> GIVEN RECORDS

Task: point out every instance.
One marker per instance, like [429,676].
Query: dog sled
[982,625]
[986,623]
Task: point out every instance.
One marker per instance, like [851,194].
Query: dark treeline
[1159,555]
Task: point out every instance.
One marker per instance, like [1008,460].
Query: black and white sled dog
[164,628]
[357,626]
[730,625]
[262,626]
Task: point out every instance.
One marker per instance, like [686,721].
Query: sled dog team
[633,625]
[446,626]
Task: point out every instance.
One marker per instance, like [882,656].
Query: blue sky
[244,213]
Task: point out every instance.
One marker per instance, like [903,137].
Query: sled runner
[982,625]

---

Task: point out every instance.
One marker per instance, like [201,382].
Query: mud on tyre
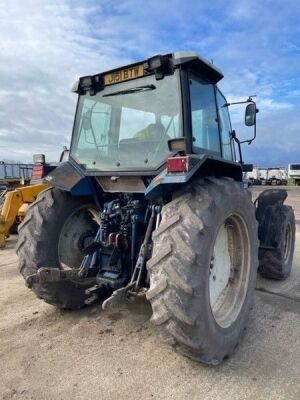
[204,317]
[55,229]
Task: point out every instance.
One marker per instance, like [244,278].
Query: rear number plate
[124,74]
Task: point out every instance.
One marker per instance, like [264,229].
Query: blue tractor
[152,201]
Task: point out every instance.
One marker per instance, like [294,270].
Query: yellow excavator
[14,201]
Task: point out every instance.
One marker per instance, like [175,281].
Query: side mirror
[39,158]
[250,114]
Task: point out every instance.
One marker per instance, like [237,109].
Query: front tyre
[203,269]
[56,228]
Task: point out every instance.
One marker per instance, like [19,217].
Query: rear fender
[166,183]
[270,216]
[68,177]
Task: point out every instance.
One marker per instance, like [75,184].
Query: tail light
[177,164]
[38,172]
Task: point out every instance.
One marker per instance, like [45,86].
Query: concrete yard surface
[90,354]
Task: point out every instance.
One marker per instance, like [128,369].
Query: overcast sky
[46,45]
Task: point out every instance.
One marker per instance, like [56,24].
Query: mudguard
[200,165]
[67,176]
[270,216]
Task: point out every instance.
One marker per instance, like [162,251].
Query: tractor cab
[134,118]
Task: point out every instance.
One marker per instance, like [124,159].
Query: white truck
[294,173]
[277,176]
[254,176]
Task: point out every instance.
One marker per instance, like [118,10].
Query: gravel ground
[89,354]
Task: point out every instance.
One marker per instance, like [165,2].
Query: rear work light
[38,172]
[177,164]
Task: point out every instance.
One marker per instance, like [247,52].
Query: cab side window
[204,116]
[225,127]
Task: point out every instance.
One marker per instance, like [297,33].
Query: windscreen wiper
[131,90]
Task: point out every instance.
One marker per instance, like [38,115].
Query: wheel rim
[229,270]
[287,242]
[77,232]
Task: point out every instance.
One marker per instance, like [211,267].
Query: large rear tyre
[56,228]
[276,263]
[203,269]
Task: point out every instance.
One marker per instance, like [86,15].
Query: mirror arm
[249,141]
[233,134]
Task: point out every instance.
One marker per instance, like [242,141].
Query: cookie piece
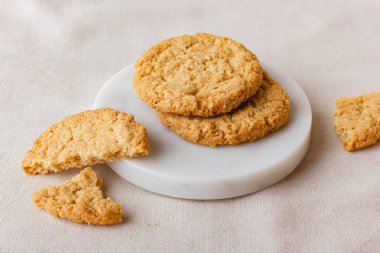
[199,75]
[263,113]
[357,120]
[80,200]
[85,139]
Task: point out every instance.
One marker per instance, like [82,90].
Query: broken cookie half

> ASSIGNMENT
Treat the line with "Query: large rear tyre" as the start and the line with "Query: broken cookie half" as the end, and return exactly that span of the data above, both ends included, without pictures.

> SOLUTION FOR THIS TASK
Query: large rear tyre
[56,228]
[276,263]
[203,269]
Task: point out every instance.
One marker per instance, like [86,15].
Query: mirror arm
[249,141]
[233,134]
Task: point out every instance.
One marker per instance, like [242,141].
Query: cookie piece
[199,75]
[263,113]
[357,120]
[80,200]
[85,139]
Task: point out every instance.
One marker per instance, like [82,90].
Query: broken cookie half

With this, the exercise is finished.